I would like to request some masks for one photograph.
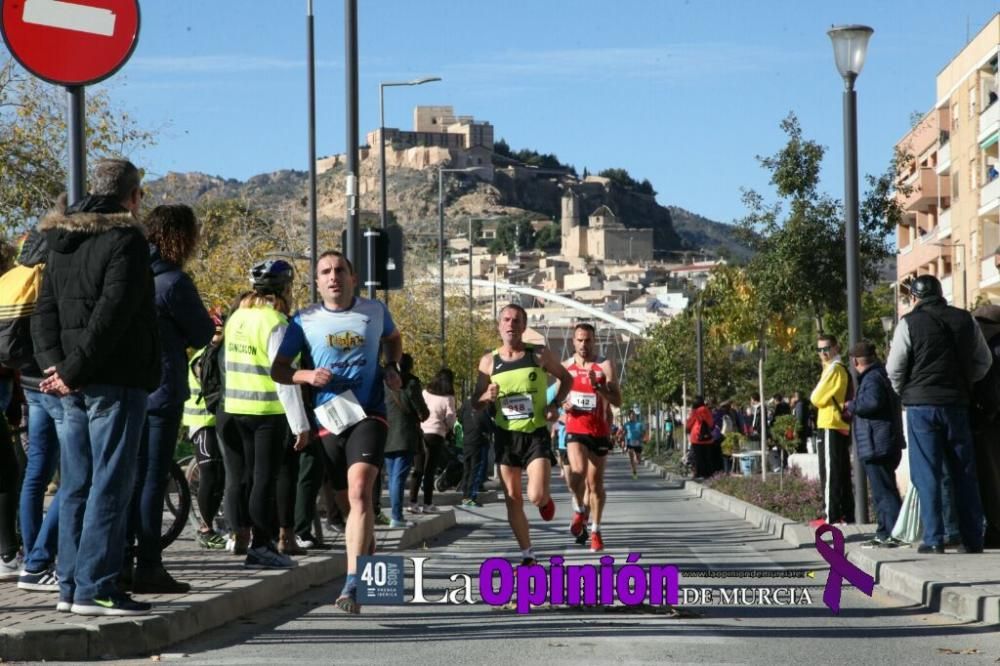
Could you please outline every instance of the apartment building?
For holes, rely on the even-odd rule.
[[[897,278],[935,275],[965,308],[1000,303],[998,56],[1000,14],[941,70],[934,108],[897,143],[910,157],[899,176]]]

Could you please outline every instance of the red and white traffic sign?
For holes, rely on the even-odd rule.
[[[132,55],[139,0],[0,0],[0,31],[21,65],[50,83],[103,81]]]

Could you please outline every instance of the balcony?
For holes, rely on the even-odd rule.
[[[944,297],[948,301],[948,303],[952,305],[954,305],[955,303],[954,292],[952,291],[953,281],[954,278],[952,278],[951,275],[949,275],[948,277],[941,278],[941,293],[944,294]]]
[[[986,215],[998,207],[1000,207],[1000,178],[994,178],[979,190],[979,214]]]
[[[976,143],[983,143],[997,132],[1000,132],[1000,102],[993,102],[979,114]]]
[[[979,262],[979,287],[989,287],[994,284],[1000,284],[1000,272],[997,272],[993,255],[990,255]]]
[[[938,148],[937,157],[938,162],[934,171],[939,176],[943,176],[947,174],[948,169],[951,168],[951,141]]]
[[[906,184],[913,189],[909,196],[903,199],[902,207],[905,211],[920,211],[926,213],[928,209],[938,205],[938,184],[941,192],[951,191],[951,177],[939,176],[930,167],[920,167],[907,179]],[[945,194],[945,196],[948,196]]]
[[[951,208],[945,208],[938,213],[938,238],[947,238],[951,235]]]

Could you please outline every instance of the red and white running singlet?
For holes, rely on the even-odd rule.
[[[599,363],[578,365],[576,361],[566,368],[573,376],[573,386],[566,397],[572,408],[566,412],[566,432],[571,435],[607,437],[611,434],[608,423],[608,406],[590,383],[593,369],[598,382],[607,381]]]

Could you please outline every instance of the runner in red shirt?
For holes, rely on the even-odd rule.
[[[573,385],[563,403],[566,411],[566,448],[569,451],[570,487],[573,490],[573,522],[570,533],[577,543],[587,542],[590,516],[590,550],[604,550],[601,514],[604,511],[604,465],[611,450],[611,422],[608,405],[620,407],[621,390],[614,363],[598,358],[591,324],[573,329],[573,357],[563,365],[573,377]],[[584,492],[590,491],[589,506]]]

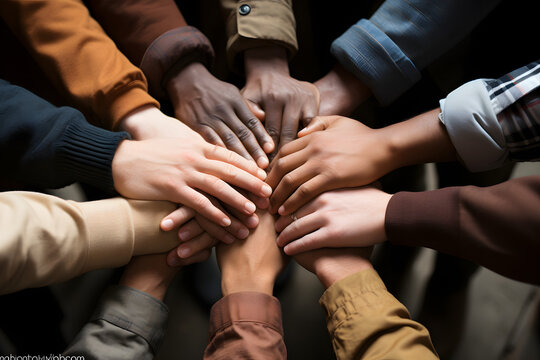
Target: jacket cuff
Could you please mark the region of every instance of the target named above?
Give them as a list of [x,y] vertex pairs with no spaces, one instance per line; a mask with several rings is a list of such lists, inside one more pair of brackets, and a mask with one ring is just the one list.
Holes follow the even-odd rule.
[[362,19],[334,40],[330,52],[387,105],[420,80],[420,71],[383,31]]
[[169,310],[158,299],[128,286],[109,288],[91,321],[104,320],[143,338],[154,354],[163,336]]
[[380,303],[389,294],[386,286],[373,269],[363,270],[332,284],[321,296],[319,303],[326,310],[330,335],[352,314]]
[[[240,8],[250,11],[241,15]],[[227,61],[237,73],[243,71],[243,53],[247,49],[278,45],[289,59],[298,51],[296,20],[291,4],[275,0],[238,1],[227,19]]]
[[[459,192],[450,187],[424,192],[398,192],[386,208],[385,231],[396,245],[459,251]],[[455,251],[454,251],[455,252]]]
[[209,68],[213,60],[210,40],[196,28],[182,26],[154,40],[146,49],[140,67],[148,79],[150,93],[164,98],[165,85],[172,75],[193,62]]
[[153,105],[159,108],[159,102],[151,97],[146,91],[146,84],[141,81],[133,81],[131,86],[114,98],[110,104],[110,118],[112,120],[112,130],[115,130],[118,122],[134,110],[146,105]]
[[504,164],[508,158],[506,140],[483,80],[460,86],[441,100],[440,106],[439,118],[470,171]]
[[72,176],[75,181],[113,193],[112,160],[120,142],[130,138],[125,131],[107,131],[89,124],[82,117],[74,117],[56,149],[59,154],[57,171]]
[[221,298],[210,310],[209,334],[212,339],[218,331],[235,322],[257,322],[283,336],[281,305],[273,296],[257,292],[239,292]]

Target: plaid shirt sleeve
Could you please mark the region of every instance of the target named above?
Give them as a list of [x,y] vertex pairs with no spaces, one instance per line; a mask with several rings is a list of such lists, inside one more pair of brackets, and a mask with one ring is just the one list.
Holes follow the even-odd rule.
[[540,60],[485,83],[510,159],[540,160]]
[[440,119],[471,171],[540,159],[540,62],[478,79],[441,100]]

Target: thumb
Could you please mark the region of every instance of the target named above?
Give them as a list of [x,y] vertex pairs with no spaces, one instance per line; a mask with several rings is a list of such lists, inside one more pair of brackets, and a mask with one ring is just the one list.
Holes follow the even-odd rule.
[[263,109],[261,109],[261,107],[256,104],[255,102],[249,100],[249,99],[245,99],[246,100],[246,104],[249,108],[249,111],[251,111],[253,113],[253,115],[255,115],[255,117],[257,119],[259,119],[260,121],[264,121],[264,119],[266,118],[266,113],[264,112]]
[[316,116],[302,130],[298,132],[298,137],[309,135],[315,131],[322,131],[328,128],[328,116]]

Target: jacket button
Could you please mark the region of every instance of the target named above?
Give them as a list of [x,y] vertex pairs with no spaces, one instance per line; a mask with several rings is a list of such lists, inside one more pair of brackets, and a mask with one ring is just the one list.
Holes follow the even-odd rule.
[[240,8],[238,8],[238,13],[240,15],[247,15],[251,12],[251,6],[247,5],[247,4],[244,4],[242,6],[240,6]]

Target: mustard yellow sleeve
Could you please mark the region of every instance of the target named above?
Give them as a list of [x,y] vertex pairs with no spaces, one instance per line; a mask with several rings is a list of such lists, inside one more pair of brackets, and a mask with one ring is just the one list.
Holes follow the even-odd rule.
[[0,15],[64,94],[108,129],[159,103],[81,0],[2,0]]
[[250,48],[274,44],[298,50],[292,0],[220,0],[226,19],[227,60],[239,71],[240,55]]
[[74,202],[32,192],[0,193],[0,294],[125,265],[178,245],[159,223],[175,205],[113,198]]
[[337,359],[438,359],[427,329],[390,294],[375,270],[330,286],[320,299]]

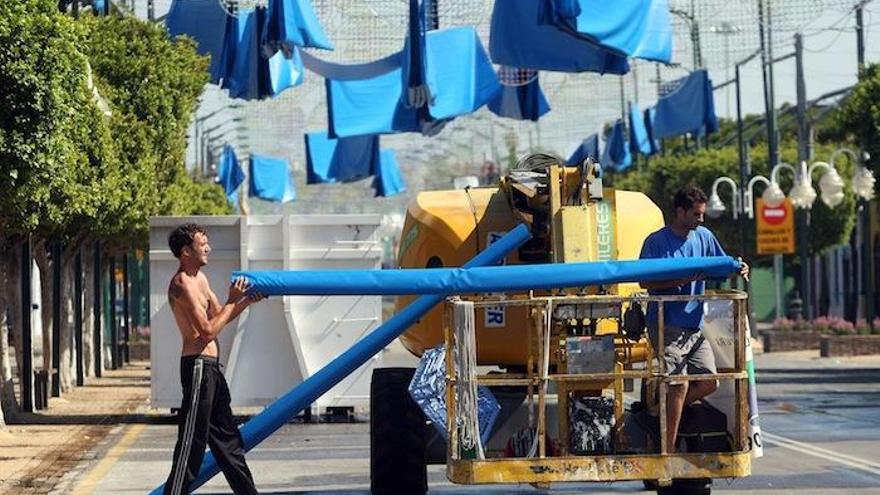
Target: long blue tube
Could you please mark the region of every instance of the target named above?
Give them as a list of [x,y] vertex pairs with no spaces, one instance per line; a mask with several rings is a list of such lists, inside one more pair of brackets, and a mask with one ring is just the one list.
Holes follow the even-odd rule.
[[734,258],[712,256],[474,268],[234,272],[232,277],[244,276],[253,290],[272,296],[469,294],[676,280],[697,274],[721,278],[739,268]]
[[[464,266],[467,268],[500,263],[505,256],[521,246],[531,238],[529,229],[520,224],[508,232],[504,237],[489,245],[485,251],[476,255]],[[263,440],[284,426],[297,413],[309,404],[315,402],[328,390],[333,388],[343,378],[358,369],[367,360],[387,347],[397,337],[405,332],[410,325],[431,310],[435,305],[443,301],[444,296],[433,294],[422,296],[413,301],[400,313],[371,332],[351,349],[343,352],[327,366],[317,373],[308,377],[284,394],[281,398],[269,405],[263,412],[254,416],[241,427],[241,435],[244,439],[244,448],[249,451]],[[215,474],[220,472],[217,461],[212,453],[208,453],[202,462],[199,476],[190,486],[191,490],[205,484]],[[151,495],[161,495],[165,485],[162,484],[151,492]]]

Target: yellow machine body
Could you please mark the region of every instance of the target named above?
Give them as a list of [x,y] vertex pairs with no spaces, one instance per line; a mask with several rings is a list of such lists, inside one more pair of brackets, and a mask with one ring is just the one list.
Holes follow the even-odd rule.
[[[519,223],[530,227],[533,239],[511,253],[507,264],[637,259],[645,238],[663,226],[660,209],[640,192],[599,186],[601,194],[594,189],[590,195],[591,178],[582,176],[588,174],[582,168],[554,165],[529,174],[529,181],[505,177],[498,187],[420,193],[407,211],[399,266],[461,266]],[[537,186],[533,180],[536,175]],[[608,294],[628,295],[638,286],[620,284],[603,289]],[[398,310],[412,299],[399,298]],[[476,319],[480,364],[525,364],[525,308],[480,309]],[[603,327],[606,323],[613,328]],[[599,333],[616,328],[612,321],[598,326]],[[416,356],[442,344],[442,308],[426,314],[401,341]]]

--------

From the first line above down to the line with "Could you please outline every instance of the apartment", reproduce every line and no others, omitting pictures.

I would like to request some masks for one photograph.
Could you please outline every instance of the apartment building?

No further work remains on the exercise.